### What you need to do:
Both the line containing "Target: paved path" and the last line of the listing are included: write out exactly the lines from one to the other.

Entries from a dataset
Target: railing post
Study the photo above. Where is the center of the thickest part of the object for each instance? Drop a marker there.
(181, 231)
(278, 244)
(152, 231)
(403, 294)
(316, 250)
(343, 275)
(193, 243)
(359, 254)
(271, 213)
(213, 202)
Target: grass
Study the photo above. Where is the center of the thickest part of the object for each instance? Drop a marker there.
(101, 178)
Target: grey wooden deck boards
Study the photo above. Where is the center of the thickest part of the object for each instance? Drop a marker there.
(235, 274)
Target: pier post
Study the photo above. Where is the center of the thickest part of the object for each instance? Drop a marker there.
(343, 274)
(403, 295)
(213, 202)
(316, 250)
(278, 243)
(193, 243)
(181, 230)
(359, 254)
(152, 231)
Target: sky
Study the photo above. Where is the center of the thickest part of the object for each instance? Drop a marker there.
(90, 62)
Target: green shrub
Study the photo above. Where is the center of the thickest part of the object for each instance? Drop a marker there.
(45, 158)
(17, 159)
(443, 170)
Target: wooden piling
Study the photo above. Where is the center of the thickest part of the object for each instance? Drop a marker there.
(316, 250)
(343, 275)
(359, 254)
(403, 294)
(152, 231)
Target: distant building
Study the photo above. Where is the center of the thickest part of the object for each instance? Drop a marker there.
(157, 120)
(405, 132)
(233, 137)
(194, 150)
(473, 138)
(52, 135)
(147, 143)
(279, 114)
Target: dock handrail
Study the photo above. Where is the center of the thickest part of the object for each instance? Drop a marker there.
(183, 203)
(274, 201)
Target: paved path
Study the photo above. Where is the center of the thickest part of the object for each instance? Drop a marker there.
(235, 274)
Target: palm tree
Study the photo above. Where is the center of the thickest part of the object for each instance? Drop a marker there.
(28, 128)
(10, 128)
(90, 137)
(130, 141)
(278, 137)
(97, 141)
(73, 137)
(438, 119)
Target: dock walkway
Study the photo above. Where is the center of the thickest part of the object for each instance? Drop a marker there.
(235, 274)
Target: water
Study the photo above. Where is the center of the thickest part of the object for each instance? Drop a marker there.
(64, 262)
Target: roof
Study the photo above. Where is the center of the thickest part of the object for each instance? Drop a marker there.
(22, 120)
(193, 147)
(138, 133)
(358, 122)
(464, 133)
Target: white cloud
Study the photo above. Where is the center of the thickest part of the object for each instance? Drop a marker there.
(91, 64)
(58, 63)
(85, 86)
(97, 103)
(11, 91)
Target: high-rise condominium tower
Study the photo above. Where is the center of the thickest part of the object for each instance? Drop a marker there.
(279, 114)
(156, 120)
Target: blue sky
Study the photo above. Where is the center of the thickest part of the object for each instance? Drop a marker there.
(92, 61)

### Result of this exercise:
Target: paved path
Study the photo above. Where is the center of the thickest part of the object for each instance? Drop a marker there.
(235, 274)
Target: palm tree
Study the photo above. Where is the center of the thickest part of the object for each instance? Drop a marker there.
(28, 128)
(10, 128)
(90, 137)
(130, 141)
(278, 137)
(97, 141)
(73, 137)
(438, 119)
Target: dock walkway
Study the photo above. Where is the center of the thickest part of the object for each instance? Drop a marker there.
(235, 274)
Target: water
Study the photo above. Where is the center of the thickest part of the object for each instance? Drop a marker there.
(64, 262)
Target: roof
Study the photo above. Where is the center of the thickest part of the object for each instance? Drop a marker there.
(22, 120)
(193, 147)
(138, 133)
(358, 122)
(464, 133)
Target: white cloud
Study the photo above. Where is the center of the thickest part of the object for each instance? Drop a marker there.
(91, 64)
(58, 63)
(85, 86)
(97, 103)
(11, 91)
Target: high-rise condominium tower
Study the photo above. Where is the center of the thickest part of the object for each instance? Drop a marker there.
(279, 114)
(156, 120)
Target: blue sky
Study the photo above. Where is the center of the thickest part of the object for each instance? Drop a marker there.
(92, 61)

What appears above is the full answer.